_Task_. Rewrite the listing below with "Indicate" changed to "Mark" everywhere, keeping every other character unchanged.

━━━━━━━━

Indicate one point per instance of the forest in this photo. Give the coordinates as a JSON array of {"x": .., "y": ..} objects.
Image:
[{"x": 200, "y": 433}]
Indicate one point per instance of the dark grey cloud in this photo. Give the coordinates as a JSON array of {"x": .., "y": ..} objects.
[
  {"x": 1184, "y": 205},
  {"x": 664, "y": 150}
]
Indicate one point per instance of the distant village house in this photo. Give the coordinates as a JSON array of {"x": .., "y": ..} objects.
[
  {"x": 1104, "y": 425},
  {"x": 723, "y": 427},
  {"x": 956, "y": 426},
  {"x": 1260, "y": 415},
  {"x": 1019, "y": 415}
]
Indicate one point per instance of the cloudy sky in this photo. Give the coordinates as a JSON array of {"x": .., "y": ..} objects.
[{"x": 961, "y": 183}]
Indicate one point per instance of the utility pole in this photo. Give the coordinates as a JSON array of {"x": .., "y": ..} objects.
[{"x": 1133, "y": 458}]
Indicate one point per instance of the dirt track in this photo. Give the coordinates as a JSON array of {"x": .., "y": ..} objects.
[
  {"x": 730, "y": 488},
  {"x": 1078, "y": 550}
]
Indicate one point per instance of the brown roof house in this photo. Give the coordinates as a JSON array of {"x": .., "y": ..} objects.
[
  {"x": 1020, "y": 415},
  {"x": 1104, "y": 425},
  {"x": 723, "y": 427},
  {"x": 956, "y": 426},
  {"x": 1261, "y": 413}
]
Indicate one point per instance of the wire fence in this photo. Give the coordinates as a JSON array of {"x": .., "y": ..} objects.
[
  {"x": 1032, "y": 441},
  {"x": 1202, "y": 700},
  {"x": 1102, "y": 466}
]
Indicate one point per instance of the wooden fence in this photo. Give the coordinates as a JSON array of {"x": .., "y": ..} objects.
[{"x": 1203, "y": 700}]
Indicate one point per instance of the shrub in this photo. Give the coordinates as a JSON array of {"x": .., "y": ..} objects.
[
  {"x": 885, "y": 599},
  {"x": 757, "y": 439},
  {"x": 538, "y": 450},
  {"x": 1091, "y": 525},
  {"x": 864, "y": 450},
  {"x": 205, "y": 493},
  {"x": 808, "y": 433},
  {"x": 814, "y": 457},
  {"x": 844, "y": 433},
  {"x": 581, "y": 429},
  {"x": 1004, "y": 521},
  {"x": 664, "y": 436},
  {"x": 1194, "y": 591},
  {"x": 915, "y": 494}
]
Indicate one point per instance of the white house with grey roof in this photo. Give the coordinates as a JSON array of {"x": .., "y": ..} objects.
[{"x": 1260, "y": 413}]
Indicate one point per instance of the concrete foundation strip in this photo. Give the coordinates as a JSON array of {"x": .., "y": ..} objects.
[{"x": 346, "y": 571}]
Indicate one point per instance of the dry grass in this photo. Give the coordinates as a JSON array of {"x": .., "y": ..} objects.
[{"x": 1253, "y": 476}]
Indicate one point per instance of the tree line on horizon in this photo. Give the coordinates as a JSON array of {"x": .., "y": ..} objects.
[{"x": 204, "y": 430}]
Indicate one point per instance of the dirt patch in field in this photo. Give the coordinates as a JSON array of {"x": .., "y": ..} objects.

━━━━━━━━

_Result_.
Mark one point per instance of the forest in this photo. Give the coordinates as a JSON array of {"x": .., "y": ..} objects.
Image:
[{"x": 200, "y": 433}]
Mark one point per instance of the dark grey cloud in this photo. Give the coordinates as a JSON array of {"x": .., "y": ..} objects.
[
  {"x": 1184, "y": 205},
  {"x": 664, "y": 150}
]
Mark one point per instance of the distant village house in this photo. Give the coordinates as a JSON array of {"x": .., "y": ..} objects.
[
  {"x": 1104, "y": 425},
  {"x": 723, "y": 427},
  {"x": 956, "y": 426},
  {"x": 1260, "y": 415},
  {"x": 1019, "y": 415}
]
Mark one point per instance of the cloudy sky in this photo. Give the coordinates as a JSON array of {"x": .., "y": ..} objects.
[{"x": 961, "y": 183}]
Mark one point per instance of the utility pole in this photo. Give the coordinates as a JSON array of {"x": .., "y": ..} objects.
[{"x": 1133, "y": 458}]
Mark one point per instance of the dirt track in this photo. Give the coordinates as a JSON array of {"x": .., "y": ..} objects.
[
  {"x": 730, "y": 488},
  {"x": 1078, "y": 550}
]
Mark one point per instance of the brown roof house in this photo. Give the coordinates as a JSON array of {"x": .., "y": ..} objects.
[
  {"x": 1020, "y": 415},
  {"x": 1104, "y": 425},
  {"x": 723, "y": 427},
  {"x": 956, "y": 426},
  {"x": 1261, "y": 413}
]
Mark one point per instance of the wire fence in this photo. Give the coordinates as a JSON array of {"x": .., "y": ..} objects.
[
  {"x": 1032, "y": 441},
  {"x": 1202, "y": 700},
  {"x": 1102, "y": 466}
]
Mark one point per instance of the wooden fence in this photo. Give the coordinates as a JSON array of {"x": .., "y": ..} objects.
[{"x": 1203, "y": 700}]
Mark one point per instance of the shrub in this photo. Give the coordinates as a JSON array of {"x": .., "y": ..} objects.
[
  {"x": 885, "y": 599},
  {"x": 757, "y": 439},
  {"x": 538, "y": 450},
  {"x": 1091, "y": 525},
  {"x": 864, "y": 450},
  {"x": 205, "y": 493},
  {"x": 808, "y": 433},
  {"x": 814, "y": 457},
  {"x": 844, "y": 433},
  {"x": 581, "y": 429},
  {"x": 1004, "y": 521},
  {"x": 664, "y": 436},
  {"x": 1194, "y": 591},
  {"x": 915, "y": 494}
]
Mark one point per instance of the white house with grey roof in this photo. Give the coordinates as a JSON array of {"x": .., "y": ..} objects.
[{"x": 1260, "y": 413}]
Mark one point per instance of the concrete foundation strip in this photo. Give the coordinates as a JSON array of {"x": .., "y": ..} objects.
[{"x": 346, "y": 571}]
Mark one point per instance of the dry grass in this photo. Give the coordinates as a JSON array of {"x": .., "y": ..} objects.
[{"x": 1253, "y": 476}]
Mark one point per instance of the tree line on horizon in this photo. Give the coordinates as a JSON array of {"x": .., "y": ..} objects.
[{"x": 204, "y": 430}]
Mark one point per instance of the dirt patch in field in this photo. Give the coordinates as a JSON array of {"x": .., "y": ..} objects.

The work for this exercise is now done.